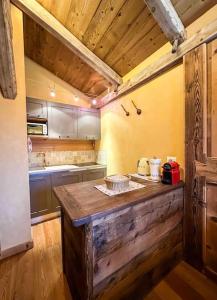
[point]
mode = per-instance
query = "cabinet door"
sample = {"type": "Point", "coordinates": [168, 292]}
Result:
{"type": "Point", "coordinates": [62, 122]}
{"type": "Point", "coordinates": [40, 194]}
{"type": "Point", "coordinates": [63, 178]}
{"type": "Point", "coordinates": [36, 108]}
{"type": "Point", "coordinates": [94, 174]}
{"type": "Point", "coordinates": [88, 124]}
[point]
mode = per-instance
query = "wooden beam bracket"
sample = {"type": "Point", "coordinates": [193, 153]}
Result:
{"type": "Point", "coordinates": [41, 16]}
{"type": "Point", "coordinates": [167, 61]}
{"type": "Point", "coordinates": [167, 18]}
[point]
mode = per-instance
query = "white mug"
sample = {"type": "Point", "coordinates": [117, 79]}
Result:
{"type": "Point", "coordinates": [155, 164]}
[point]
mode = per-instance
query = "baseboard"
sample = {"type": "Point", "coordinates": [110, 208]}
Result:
{"type": "Point", "coordinates": [16, 249]}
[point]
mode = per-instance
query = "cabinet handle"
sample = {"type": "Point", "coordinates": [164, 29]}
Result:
{"type": "Point", "coordinates": [65, 175]}
{"type": "Point", "coordinates": [37, 178]}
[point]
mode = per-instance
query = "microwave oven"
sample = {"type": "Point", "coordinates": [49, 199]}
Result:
{"type": "Point", "coordinates": [36, 128]}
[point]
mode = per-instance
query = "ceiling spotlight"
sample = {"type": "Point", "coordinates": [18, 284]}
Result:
{"type": "Point", "coordinates": [52, 92]}
{"type": "Point", "coordinates": [94, 102]}
{"type": "Point", "coordinates": [76, 98]}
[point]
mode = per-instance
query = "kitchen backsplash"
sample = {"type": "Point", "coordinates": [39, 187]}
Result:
{"type": "Point", "coordinates": [51, 158]}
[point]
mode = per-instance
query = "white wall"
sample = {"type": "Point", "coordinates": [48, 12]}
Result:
{"type": "Point", "coordinates": [15, 225]}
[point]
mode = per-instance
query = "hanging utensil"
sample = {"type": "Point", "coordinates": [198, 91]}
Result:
{"type": "Point", "coordinates": [139, 111]}
{"type": "Point", "coordinates": [127, 112]}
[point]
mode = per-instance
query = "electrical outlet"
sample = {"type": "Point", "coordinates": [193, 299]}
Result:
{"type": "Point", "coordinates": [171, 158]}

────────────────────────────────────────

Count the lines in the items above that contain the word "cabinet", and reply with the number alone.

■ Response to the task:
2